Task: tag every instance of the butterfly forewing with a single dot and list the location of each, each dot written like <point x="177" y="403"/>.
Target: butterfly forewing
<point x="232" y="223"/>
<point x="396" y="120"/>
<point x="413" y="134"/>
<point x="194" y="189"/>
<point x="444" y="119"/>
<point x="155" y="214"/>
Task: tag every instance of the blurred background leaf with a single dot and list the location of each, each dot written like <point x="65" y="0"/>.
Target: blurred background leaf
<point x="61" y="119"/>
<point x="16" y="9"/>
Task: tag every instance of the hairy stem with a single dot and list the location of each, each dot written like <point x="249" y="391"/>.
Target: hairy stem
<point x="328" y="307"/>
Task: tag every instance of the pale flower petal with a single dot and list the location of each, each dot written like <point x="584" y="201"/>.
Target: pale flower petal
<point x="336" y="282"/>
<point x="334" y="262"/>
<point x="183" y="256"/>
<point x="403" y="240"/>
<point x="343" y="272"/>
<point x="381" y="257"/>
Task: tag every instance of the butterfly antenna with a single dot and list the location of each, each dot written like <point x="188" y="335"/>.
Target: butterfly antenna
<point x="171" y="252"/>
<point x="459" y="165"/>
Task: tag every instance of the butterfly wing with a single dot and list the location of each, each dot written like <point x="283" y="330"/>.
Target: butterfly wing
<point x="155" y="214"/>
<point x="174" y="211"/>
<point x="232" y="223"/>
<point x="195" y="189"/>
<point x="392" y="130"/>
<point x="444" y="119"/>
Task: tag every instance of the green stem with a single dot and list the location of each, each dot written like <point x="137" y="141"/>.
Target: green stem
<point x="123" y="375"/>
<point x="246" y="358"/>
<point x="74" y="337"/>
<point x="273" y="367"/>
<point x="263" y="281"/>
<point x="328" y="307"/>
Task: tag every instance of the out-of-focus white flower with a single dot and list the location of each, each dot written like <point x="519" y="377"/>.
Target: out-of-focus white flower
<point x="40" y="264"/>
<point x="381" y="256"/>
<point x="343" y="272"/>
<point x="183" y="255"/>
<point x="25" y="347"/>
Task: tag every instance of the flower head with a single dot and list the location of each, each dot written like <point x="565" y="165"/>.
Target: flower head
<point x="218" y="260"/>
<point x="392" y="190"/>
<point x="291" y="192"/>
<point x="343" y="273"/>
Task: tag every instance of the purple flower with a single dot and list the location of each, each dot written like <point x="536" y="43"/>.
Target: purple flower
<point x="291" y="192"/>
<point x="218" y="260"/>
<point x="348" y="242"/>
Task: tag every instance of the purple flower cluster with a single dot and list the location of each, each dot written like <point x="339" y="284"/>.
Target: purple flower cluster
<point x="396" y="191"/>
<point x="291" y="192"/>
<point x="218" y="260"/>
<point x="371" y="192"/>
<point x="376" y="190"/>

What is expected: Retype the entries shown above. Keep every word exactly as it is.

Exercise result:
Task: tag every instance of the butterfly forewing with a single dot and list the location of each, each dot written like <point x="177" y="403"/>.
Target: butterfly forewing
<point x="232" y="223"/>
<point x="396" y="120"/>
<point x="413" y="134"/>
<point x="194" y="189"/>
<point x="444" y="119"/>
<point x="155" y="214"/>
Task: tag every instance of the blurred background leaf with a single dot and list the location of each, each dot written like <point x="65" y="0"/>.
Target: blurred background leaf
<point x="61" y="119"/>
<point x="16" y="9"/>
Task: tag every instance of the hairy stem with a single dot and list the location of each, each dot written like <point x="249" y="391"/>.
Target: hairy stem
<point x="328" y="307"/>
Task: tag every instance of the pale flower petal with a single dot and list the location of each, each dot written like <point x="584" y="201"/>.
Target: pale flower petal
<point x="336" y="282"/>
<point x="334" y="262"/>
<point x="183" y="256"/>
<point x="403" y="240"/>
<point x="343" y="272"/>
<point x="381" y="257"/>
Task: tag every instance of the butterfly antenna with a single dot and list the location of each, each dot written like <point x="188" y="335"/>.
Target: butterfly antenna
<point x="171" y="252"/>
<point x="459" y="165"/>
Task: tag every instance of the butterfly wing with a single dot and list the location of each, each dot written like <point x="283" y="330"/>.
Target: butterfly wing
<point x="155" y="214"/>
<point x="174" y="211"/>
<point x="232" y="223"/>
<point x="195" y="189"/>
<point x="392" y="130"/>
<point x="444" y="119"/>
Task: tag every instance of the green stem with a single dot and list the location of each, each dot written like <point x="137" y="141"/>.
Target: green stem
<point x="123" y="375"/>
<point x="246" y="358"/>
<point x="74" y="337"/>
<point x="273" y="367"/>
<point x="263" y="281"/>
<point x="328" y="307"/>
Task: tag every instance of the out-of-focus white flower with a single dot and list the location of each, each dot written like <point x="519" y="377"/>.
Target: out-of-focus white flower
<point x="40" y="264"/>
<point x="381" y="256"/>
<point x="343" y="272"/>
<point x="183" y="255"/>
<point x="25" y="347"/>
Task: tag every instance of the flower head with a single dot and list the location of each, each dot written like <point x="565" y="165"/>.
Target: flower head
<point x="218" y="260"/>
<point x="392" y="190"/>
<point x="291" y="192"/>
<point x="343" y="273"/>
Task: tag every instance of the purple flower with a single dot and list the location of each, each dot written like <point x="536" y="43"/>.
Target: purple flower
<point x="291" y="192"/>
<point x="218" y="260"/>
<point x="348" y="242"/>
Task: tag every instance of the purple flower cluster with a single dot and list the location of each, each dot written like <point x="339" y="284"/>.
Target: purple flower cluster
<point x="396" y="191"/>
<point x="291" y="192"/>
<point x="218" y="260"/>
<point x="371" y="192"/>
<point x="376" y="190"/>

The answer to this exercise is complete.